The data below is to be copied exactly, line by line.

Top of Record extracts

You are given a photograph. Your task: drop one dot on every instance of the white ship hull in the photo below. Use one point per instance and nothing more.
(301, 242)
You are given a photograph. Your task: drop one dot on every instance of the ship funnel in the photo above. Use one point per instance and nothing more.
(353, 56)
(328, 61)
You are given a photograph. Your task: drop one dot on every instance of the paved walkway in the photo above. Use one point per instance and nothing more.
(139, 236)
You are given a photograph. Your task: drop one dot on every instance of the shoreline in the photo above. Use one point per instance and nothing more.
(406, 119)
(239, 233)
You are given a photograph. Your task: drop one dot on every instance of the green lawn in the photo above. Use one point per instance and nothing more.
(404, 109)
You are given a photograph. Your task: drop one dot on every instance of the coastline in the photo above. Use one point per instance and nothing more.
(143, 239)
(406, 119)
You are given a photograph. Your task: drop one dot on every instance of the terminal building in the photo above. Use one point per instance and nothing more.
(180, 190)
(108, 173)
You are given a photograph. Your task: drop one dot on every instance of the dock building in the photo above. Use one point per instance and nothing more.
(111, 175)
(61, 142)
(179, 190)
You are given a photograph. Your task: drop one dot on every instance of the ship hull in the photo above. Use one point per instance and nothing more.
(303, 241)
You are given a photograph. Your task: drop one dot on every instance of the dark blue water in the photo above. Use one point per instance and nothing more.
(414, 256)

Bottom of Record extracts

Written response:
You are given a photograph. Your task: drop one dot on every instance of the white ship hull in the photo below. Use one point per instance and nothing more.
(301, 242)
You are given a photograph. Your task: drop one dot on every instance of the ship funnel in the photo above. Use one point per instance and nothing more.
(353, 56)
(328, 61)
You are given a photograph. Your task: drop one dot on every instance of the paved walkway in the photo above. Use one point per instance and nothing more.
(139, 236)
You are given a photograph. Your task: drop one dot on every instance of the shoreline in the photo above. Use one point per instance and nothing more.
(406, 119)
(239, 233)
You are given a photograph. Your task: drop one dot on every instance of the green lawn in the photo above. Use one point per instance and nothing more.
(404, 109)
You are given a photograph. Your task: drop one dot on every instance of the coastline in the photo above. Use one point per instance and nothing more.
(143, 239)
(406, 119)
You are given a photograph. Your task: drop one dot on every instance of the terminal building in the photo above. Use one point per instance and nothing more.
(180, 190)
(108, 173)
You are given a photograph. Your task: drop one dot on every instance of the dock building in the photo above. Use one point per instance and nothing more.
(111, 175)
(61, 142)
(179, 190)
You are given a photograph. Your task: drop one dot on every instance of the ship hull in the photo above. Use one point per instance and nothing more.
(303, 241)
You are given a photograph. Your task: drop one dot on every instance of the dark blue water in the photo above. Use one point per instance and nothing more.
(414, 256)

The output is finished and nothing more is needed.